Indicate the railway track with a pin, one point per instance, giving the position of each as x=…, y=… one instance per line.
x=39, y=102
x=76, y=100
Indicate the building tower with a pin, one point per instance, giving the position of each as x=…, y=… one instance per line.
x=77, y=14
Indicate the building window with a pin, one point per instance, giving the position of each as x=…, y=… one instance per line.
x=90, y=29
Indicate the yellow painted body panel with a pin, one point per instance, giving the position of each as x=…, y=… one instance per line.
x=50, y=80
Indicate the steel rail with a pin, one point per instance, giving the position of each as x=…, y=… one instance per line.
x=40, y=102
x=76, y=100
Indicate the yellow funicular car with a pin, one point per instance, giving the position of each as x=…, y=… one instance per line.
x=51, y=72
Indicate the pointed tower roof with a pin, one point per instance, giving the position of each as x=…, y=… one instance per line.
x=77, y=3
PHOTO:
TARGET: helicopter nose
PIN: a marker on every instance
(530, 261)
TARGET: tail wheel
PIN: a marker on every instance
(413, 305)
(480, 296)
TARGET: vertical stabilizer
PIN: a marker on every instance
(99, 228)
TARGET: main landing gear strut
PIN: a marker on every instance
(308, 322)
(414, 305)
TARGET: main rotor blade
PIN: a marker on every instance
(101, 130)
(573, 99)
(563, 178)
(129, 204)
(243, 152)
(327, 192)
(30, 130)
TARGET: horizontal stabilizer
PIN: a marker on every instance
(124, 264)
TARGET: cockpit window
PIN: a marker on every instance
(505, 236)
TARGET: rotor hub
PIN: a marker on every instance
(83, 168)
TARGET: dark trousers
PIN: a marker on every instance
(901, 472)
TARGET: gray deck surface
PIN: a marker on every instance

-------

EXERCISE INSTRUCTIONS:
Arrange all the entries above as a numbered list, leaving out any blank lines.

WORKED SOLUTION:
1. Indicate the railway track with a pin, one point per instance, giving the position of each as x=…, y=… one instance per line.
2. x=39, y=102
3. x=76, y=100
4. Indicate the building tower with a pin, one point per instance, giving the position of each as x=…, y=… one instance per line.
5. x=77, y=14
6. Indicate the building window with a pin, one point per instance, giving the position of each as x=…, y=… one instance per line.
7. x=90, y=29
8. Indicate the yellow painted body panel with a pin, one point per instance, giving the position of each as x=…, y=… one instance per line.
9. x=50, y=80
10. Indicate the steel rail with a pin, one point per instance, giving the position of each as x=…, y=… one instance per line.
11. x=40, y=102
12. x=76, y=100
13. Indicate the yellow funicular car with a pin, one point per instance, giving the position of each as x=…, y=… one instance per line.
14. x=51, y=72
15. Indicate the pointed tower roof with a pin, one point per instance, giving the position of each as x=…, y=… one instance per line.
16. x=77, y=3
17. PHOTO:
18. TARGET: helicopter nose
19. PIN: a marker on every instance
20. (530, 261)
21. TARGET: tail wheel
22. PIN: a marker on every instance
23. (413, 305)
24. (480, 296)
25. TARGET: vertical stabilizer
26. PIN: a marker on every instance
27. (99, 228)
28. TARGET: main landing gear strut
29. PIN: a marker on every instance
30. (308, 322)
31. (414, 305)
32. TARGET: main rotor blade
33. PIN: a marker on every instance
34. (101, 130)
35. (573, 99)
36. (563, 178)
37. (129, 204)
38. (243, 152)
39. (327, 192)
40. (30, 130)
41. TARGET: horizontal stabilizer
42. PIN: a marker on every instance
43. (124, 264)
44. TARGET: cockpit window
45. PIN: a marker on every instance
46. (505, 236)
47. TARGET: rotor hub
48. PIN: a marker on every instance
49. (83, 168)
50. TARGET: dark trousers
51. PIN: a marker on every instance
52. (901, 472)
53. TARGET: gray deck surface
54. PIN: a marker on every instance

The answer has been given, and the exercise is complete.